Sword-energy tarot spreads and weather this week and I'm very slowly coming out of the shell of rest mode. The lesson that stuck is this: 50% in the right direction beats 100% of the wrong system. Not "50%" as a literal number — as a concept. Sustainable tech is often choosing to work with what we have and what compromises we can live with, instead of holding out for the full vision. That's the key I'm building this issue and my upcoming event around.
We're back! The 2026 season is open under the Fire Horse. This month's theme is Sustainable Digital Practices.
This issue: what rest mode actually taught me about 50% vs 100%, a concrete example (selling classes online), and a Mac tool that handles the chaos so you don't have to. Sunday, March 29 — live on YouTube, Coming Out of Rest Mode: Sustainable Tech for the Long Game. We'll go deeper on exactly this.
Free, Q&A format. Register on Luma →

Takeaway: Sustainable tech = working with what you have + compromises you can live with. 50% (the concept) beats holding out for 100%.
Try today: One tool or platform — ask: what compromise would get me moving without burning the whole plan?
Tool: Sparkle by Every — AI file organization for Mac. Handles the pile so you don't have to.
Event: Coming Out of Rest Mode: Sustainable Tech for the Long Game — Sunday March 29, live YouTube. This 50% lesson is the main key we're unpacking. Register on Luma →
🔥 Fire Horse: Stop waiting for the full shed (Snake). See what's available. Move with what you've got.
Coming Out of Rest Mode: The 50% Lesson
Rest mode taught me one thing above the rest: sustainable tech is often choosing to work with what we have and what compromises we can make — and settling on a solution that's "50%." (The number is arbitrary.) The concept is: no longer shedding fully. Last lunar year the Wooden Snake had us observe, adapt, find smarter paths. Now the Fire Horse asks: what's actually available that gets us moving, even if it's much less than what we wanted in the beginning?
My version: I'd planned to rebuild my website site from scratch (again) — rip out Next.js, rebuild in Django. I did not do that. I rested. Vercel's recent ties don't sit right with me; I care where my infrastructure lives. But rebuilding the whole site during rest? That's pressure in a productivity costume. So I migrated deployment to Netlify — a platform I've used since my bootcamp days, one not tied with Vercel or Salesforce. Site still on Next.js. Values addressed. I actually rested. Netlify instead of a full rebuild. That's the 50% move. It counts.
A question I get all the time as a software engineer: What's the best place to start for selling my classes online?
The 100% answer is: it depends on your budget, your current web stack, how you take payments, how you handle email and marketing workflows — and that's before you even consider video hosting. That's the complete picture. It's also a great way to never start.
The 50% answer is: I recommend Thinkific, Mighty Networks, or Xperiencify for building courses and communities. Look at all three, see what they offer, try one. While you're setting up your first course, keep all your titles, descriptions, notes, and organizational flows in a copy you control — because you will inevitably change tools one day. We could build a new site from the ground up, and you'll still want features these platforms already do really well. So pay them for the upkeep and focus on the rest of the solutions you have to inevitably solve.

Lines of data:
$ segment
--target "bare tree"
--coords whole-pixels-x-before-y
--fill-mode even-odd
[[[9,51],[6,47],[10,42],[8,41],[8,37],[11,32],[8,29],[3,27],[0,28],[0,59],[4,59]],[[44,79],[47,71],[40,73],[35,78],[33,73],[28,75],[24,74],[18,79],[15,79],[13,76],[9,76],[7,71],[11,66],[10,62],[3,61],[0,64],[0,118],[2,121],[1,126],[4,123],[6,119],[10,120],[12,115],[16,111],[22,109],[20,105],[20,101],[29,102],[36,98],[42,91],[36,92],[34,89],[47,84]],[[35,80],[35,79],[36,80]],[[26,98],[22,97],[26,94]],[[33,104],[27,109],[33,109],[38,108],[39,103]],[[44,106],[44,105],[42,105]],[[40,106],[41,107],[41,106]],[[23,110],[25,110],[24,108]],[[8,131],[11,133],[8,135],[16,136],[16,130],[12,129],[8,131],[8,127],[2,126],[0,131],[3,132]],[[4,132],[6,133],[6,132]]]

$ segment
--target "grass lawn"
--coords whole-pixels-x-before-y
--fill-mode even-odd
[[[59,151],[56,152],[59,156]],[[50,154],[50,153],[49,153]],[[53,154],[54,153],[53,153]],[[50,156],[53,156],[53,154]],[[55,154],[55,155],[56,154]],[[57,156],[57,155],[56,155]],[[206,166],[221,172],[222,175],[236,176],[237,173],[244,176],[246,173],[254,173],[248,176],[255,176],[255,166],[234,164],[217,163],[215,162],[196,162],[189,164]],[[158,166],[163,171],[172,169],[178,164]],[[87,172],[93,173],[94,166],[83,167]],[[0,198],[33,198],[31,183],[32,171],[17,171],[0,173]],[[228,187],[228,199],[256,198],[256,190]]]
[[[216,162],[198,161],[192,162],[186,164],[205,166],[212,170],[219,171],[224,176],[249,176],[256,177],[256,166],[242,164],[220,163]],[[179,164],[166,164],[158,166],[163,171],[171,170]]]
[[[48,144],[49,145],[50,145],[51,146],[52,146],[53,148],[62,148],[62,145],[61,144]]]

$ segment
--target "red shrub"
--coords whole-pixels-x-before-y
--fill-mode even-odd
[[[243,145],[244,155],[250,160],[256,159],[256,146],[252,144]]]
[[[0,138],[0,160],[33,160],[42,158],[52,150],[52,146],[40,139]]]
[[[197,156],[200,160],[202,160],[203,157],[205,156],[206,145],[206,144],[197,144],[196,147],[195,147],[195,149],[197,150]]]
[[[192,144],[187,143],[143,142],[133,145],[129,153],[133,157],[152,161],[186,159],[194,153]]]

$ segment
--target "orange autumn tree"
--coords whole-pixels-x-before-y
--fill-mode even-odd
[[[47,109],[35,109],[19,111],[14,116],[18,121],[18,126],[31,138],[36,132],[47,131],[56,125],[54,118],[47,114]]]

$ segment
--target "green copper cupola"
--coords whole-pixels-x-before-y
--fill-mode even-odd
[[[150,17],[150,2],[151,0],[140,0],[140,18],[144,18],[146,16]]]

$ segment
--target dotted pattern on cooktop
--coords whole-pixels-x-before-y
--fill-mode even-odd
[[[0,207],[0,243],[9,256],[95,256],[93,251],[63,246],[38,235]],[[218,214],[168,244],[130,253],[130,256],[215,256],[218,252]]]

» **EXERCISE DIRECTIONS**: Set down a passage of the rest-mode newsletter word for word, beginning at the words "Free, Q&A format." and stopping after the words "the whole plan?". Nothing in the lines of data is needed for what comes next.

» **RESPONSE BELOW**:
Free, Q&A format. Register on Luma →

Takeaway: Sustainable tech = working with what you have + compromises you can live with. 50% (the concept) beats holding out for 100%.
Try today: One tool or platform — ask: what compromise would get me moving without burning the whole plan?